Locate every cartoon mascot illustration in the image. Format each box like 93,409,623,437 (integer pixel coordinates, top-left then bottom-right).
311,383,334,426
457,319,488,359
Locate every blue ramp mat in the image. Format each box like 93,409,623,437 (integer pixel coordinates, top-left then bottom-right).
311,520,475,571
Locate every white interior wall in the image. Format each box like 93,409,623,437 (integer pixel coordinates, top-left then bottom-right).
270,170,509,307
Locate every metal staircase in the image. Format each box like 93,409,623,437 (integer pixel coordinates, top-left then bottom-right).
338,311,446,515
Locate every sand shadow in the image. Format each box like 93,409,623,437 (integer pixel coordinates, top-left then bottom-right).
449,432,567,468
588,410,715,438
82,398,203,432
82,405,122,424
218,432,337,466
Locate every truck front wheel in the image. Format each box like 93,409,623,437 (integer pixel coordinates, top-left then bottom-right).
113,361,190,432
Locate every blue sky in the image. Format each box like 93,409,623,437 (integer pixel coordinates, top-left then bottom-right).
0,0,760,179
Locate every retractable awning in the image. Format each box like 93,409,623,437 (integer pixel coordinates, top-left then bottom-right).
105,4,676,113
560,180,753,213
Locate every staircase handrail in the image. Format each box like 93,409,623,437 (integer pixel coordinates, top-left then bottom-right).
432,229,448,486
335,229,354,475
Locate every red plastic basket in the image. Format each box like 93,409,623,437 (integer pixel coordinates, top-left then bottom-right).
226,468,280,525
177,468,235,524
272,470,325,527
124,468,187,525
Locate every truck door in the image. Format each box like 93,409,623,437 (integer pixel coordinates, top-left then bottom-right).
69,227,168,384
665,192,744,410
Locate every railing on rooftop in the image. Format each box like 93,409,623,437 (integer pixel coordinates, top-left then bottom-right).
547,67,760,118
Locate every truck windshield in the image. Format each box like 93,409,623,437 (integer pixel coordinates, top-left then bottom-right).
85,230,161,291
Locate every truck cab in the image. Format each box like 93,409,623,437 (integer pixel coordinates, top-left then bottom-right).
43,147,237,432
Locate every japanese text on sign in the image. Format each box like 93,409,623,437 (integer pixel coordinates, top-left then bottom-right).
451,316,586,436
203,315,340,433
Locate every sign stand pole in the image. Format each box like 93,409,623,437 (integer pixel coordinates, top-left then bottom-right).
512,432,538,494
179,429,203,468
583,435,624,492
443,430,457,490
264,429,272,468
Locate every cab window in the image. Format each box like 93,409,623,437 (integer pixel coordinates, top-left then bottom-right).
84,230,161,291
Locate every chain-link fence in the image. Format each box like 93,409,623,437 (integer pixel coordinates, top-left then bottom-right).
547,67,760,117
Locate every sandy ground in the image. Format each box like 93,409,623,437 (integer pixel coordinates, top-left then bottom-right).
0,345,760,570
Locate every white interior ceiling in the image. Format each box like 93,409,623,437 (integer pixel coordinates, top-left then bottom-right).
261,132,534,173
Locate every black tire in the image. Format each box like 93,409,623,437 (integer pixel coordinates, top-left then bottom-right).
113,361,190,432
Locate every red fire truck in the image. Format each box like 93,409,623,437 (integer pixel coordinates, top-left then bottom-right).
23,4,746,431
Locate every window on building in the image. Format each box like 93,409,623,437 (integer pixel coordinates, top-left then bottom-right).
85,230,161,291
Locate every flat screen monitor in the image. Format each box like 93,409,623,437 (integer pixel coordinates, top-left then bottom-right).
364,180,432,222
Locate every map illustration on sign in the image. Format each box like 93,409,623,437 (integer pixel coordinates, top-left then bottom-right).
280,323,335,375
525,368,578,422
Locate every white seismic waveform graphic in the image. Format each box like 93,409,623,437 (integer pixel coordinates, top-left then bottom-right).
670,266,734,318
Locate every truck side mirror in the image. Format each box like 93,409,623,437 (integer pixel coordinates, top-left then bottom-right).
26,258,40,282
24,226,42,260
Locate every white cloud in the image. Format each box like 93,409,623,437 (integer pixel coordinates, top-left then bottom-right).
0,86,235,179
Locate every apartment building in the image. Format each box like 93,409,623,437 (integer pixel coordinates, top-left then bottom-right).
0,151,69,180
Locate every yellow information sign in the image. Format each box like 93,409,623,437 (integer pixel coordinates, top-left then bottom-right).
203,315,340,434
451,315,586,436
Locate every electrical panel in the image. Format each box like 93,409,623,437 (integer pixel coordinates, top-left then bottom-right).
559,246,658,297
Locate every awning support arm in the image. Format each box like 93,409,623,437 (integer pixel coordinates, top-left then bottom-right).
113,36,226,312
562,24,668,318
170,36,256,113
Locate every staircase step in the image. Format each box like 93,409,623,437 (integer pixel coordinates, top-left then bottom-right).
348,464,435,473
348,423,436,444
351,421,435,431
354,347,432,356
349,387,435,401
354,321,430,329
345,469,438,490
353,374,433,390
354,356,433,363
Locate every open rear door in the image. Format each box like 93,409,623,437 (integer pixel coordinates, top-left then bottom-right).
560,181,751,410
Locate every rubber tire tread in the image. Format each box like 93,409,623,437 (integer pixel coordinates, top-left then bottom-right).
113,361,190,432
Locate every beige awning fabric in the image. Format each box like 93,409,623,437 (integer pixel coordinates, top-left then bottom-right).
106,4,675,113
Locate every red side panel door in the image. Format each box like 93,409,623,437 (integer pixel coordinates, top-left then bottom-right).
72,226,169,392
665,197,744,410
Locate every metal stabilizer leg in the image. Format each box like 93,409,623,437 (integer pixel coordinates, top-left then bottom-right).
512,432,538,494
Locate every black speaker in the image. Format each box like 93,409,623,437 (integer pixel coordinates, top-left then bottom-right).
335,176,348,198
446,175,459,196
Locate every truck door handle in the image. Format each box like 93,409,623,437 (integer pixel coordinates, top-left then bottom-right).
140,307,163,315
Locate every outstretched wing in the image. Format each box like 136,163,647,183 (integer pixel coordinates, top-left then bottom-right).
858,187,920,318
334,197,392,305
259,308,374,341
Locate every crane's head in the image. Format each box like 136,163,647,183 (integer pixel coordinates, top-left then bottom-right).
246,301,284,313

Exercise: Reproduce every one of the rows above verbatim, changing nothing.

Response to this task:
Locate every cartoon mascot illustration in the image. Format each box like 93,409,623,437 (integer pixel coordinates, top-left then bottom-right).
311,383,334,426
457,319,488,359
Locate every blue ramp mat in the image. Format each box like 93,409,623,437 (integer pixel coordinates, top-left then bottom-right).
311,520,475,571
Locate every white interior wall in the image. Format each box like 93,409,623,437 (integer pixel coordinates, top-left then bottom-right).
270,170,509,307
Locate every metal staircase in the image. Format each box like 93,409,623,437 (integer pixel coordinates, top-left then bottom-right).
338,311,446,515
Locate every sand shadow in the image. Format each box like 93,409,623,437 (integer pixel coordinates, top-left then bottom-right).
449,432,567,468
588,410,715,438
82,398,203,432
82,405,122,424
218,432,337,466
Locate every truck front wheel in the image. Format each box like 93,409,623,437 (integer pixel coordinates, top-left then bottom-right).
113,361,190,432
Locate every blue sky in the image. Format each box like 93,409,623,437 (integer pixel coordinates, top-left then bottom-right).
0,0,760,179
Locate every retractable awning in the image. Format each box like 93,409,623,437 (integer pixel coordinates, top-left then bottom-right).
105,4,676,113
560,180,753,213
Locate every staircase handrail in the image. Format each box like 93,409,623,437 (integer pixel coordinates, top-left then bottom-right).
432,229,448,486
335,229,354,475
Locate every red plastic basket in the image. Format each box like 93,409,623,437 (integer pixel coordinates, top-left then bottom-right).
226,468,280,525
177,468,235,524
272,470,325,527
124,468,187,525
Locate every truck door in the image. Format each box like 93,409,623,437 (integer pixel coordinates, top-left then bottom-right).
69,227,168,384
665,192,744,410
Locate every railing on rooftop in the image. Format each box like 93,409,623,437 (integer pixel coordinates, top-left then bottom-right).
547,67,760,118
Locate every truck windshield in the image. Format each box like 93,409,623,437 (integer pixel coordinates, top-left then bottom-right).
85,230,161,291
Locate every truck cab in the image. Format each box like 93,409,623,437 (integer pixel coordinates, top-left then bottom-right).
43,147,237,432
Locate every japanese text on sign in the image. Format each box like 93,409,623,437 (integer pixel coordinates, top-left then bottom-right).
451,316,586,436
203,315,340,433
Locate every sign stand pole in the image. Format each box like 93,409,623,437 (integer pixel coordinates, top-left then bottom-right).
512,432,538,494
179,429,203,468
583,435,624,492
443,430,457,490
264,429,272,468
Locate every cab window in the image. Format each box like 93,409,623,437 (integer pixel coordinates, top-left then bottom-right).
84,230,161,291
Locate every chain-link fence in the image. Format each box like 93,409,623,437 (integer pixel coordinates, top-left then bottom-right).
547,67,760,117
Locate every sandy ground in the image. Format each box like 93,409,623,437 (integer pixel coordinates, top-left then bottom-right).
0,345,760,570
Locate every white interior ceiling in the image. Format each box like 93,409,623,437 (integer pixel coordinates, top-left then bottom-right).
261,132,534,173
Locate every black tire in the image. Format each box like 93,409,623,437 (integer pixel coordinates, top-left then bottom-right).
113,361,190,432
Locate every red fire truck in the image. Format each box like 93,409,623,437 (integer pixel coordinates, top-left then bottom-right).
23,4,746,431
Locate every window on building in the image. Format each box like 93,409,623,437 (integer pixel coordinates, top-left then bottom-right).
85,230,161,291
Locate every flat screen monitor in the image. Format each box like 93,409,623,437 (integer pixel coordinates, top-left then bottom-right).
364,180,432,222
Locate every map illustration on sign in the image. Format each box like 93,409,623,437 (integer pixel coordinates, top-left then bottom-right).
280,323,335,375
525,368,578,422
Locate every white seismic waveform graphic in the image. Format each box like 93,409,623,437 (integer pixel coordinates, top-left then bottom-right).
670,266,734,318
Locate every truck side mirror in the image. Format each box like 93,409,623,437 (integer pixel coordinates, top-left then bottom-right).
26,258,40,282
24,226,42,260
Locate every white cloud in the image. Format each box like 93,409,623,437 (integer pixel coordinates, top-left then bottom-right).
0,86,235,179
Locate every apartment building in the image. Format each box like 93,409,623,437 (integer pixel coordinates, top-left then bottom-right).
0,151,69,180
Locate every yellow information sign in the image. Format each box like 93,409,623,437 (integer pixel coordinates, top-left then bottom-right).
203,315,340,434
451,315,586,436
Locate every electrical panel in the image. Format each box like 93,409,623,437 (integer pixel coordinates, top-left then bottom-right).
559,246,658,297
Locate every awning support arm in the image. Format each box like 93,409,623,437 (integer pixel coordinates, top-left then bottom-right).
113,36,226,312
562,24,668,318
170,36,256,113
Locate every staircase step in the image. Format each box like 93,409,623,437 (integer pixel coordinates, top-left then bottom-right).
348,464,435,473
348,423,436,444
351,421,435,431
354,347,432,356
349,387,435,401
354,321,430,329
345,469,438,490
353,374,433,390
354,356,433,363
Locate every open rear door in the image. Format each box like 93,409,623,437 (integer pixel coordinates, top-left then bottom-right).
560,181,751,410
Locate every rubber tire tread in the image. Format each box like 93,409,623,437 (integer pixel coordinates, top-left then bottom-right).
113,361,190,432
Locate every beige awning fabric in the image. Format each box like 93,409,623,437 (integer pixel coordinates, top-left then bottom-right).
106,4,675,113
Locate every red side panel door in the image. Format each box like 93,409,623,437 (integer pixel coordinates, top-left then bottom-right).
72,226,169,392
665,197,744,410
Locate every metal stabilizer leg in the image. Format each box like 93,409,623,437 (integer pixel coordinates, top-left then bottom-right).
512,432,538,494
Locate every black speaker in the image. Format each box like 93,409,623,437 (integer pixel coordinates, top-left then bottom-right).
335,176,348,198
446,175,459,196
Locate every truck door handle in the image. Format each box like 93,409,623,437 (integer pixel coordinates, top-left then bottom-right).
140,307,163,315
Locate every outstretched wing in the image. Format each box like 136,163,647,183 (integer pixel coordinates, top-left then bottom-right).
858,187,920,318
334,197,392,305
259,308,374,341
Locate every crane's head in the image. Format each box like 136,163,647,183 (integer pixel coordinates, top-left then bottom-right).
246,301,284,313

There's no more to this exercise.